Given text
Elon Musk’s Irish Tax Scam
12 May 2025
In 2019 Twitter/X’s Irish division was given close to €8 billion worth of Intellectual Property assets. The Irish division could then count that as a cost they could claim against tax - even though it’s their own asset!
They then engaged in an accounting procedure called “amortisation” - which means you spread the cost of the asset over it’s supposed lifetime. By doing this X was able to claim a portion of the €8 billion against tax payments every year.
This trick has allowed them to steal €244 million in tax since 2019 alone.
They’re not the only corporation getting in on this scam though - Workday have moved €5 billion in “intangible assets” into Ireland gaining them a €14 million tax credit, while Oracle have moved €12.5 billion into the country.
In 2023 there was €341.96 billion in “intanglible assets” invested in Ireland. This country is a tax haven. In 7 years the book value of intangibles held by Irish firms has nearly tripled — from $386 billion to $967 billion.
So since 2015 a trillion of such assets has been moved to Ireland. This was the year the “double Irish” tax scam was stopped. That scam saw companies set up two Irish companies - one resident in Ireland, the other in a tax haven like Bermuda.

Actions to take
• a. In the tax article, start at the words "Elon Musk’s Irish" and stop after "into the country.", rewriting that passage with "Irish division" swapped for "Irish subsidiary".
• b. Please write the next part of the tax article, picking up right after its final sentence.
The records are separate material, unrelated to the tax article.

Dataset content

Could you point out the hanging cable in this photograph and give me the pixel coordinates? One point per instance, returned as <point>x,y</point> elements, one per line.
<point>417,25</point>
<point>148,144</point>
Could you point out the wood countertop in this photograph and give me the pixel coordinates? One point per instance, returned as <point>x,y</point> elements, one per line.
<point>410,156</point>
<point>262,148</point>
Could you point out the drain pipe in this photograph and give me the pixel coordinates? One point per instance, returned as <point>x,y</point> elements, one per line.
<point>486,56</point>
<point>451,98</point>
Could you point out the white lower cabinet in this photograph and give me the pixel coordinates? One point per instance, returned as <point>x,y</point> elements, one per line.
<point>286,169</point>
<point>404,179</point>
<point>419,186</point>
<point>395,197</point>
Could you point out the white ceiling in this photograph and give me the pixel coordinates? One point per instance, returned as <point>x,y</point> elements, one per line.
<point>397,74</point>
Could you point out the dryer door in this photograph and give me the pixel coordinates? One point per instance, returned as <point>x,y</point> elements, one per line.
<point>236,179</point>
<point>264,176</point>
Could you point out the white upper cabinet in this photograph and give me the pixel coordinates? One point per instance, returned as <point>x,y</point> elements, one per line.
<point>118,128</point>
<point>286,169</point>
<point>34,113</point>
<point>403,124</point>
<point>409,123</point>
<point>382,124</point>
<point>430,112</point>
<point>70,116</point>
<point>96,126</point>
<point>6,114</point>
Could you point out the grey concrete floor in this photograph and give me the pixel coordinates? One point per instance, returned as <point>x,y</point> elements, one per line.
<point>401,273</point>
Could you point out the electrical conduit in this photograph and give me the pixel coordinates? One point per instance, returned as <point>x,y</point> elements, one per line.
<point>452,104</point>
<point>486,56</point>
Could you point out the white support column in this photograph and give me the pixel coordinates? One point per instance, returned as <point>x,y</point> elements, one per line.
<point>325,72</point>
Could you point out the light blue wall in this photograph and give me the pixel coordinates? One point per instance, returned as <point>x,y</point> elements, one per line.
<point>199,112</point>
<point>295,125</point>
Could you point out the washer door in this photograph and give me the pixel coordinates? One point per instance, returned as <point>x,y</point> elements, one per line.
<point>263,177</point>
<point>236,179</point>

Answers for this exercise
• a.
Elon Musk’s Irish Tax Scam
12 May 2025
In 2019 Twitter/X’s Irish subsidiary was given close to €8 billion worth of Intellectual Property assets. The Irish subsidiary could then count that as a cost they could claim against tax - even though it’s their own asset!
They then engaged in an accounting procedure called “amortisation” - which means you spread the cost of the asset over it’s supposed lifetime. By doing this X was able to claim a portion of the €8 billion against tax payments every year.
This trick has allowed them to steal €244 million in tax since 2019 alone.
They’re not the only corporation getting in on this scam though - Workday have moved €5 billion in “intangible assets” into Ireland gaining them a €14 million tax credit, while Oracle have moved €12.5 billion into the country.

• b.
The Irish firm in Ireland would hold the IP while the tax haven one would hold the licensing rights. The tax haven one would then collect fees from their operations in Ireland and other parts of the world while transfering as much costs as it could - called “transfer pricing” - to the tax haven.
The government were forced to close down these tax loopholes but allow the rich to find other ways to abuse tax. The capitalists hire teams of accountants to hide as much money as possible so they don’t have to contribute to public services, housing or hospitals.
In 2024, Ireland collected €28 billion in corporate tax - you’d be surprised as it’s not as if they’ve spent that, or the Apple billions, on housing or healthcare. They’d rather not up supply of housing as they don’t want to hit the profits of vultures, developers and landlords.
There is a growing gap between GNP (a measure of the economic activity of companies in Ireland excluding multinationals) and GDP (which includes multinationals) - that gap is now €200 billion.
Irish capitalism is a house of cards. The establishment parties have long argued that taxing corporations would make them up and leave. They’ll leave anyway if they smell a higher profit to be made somewhere else. The tax haven model has left us vunerable.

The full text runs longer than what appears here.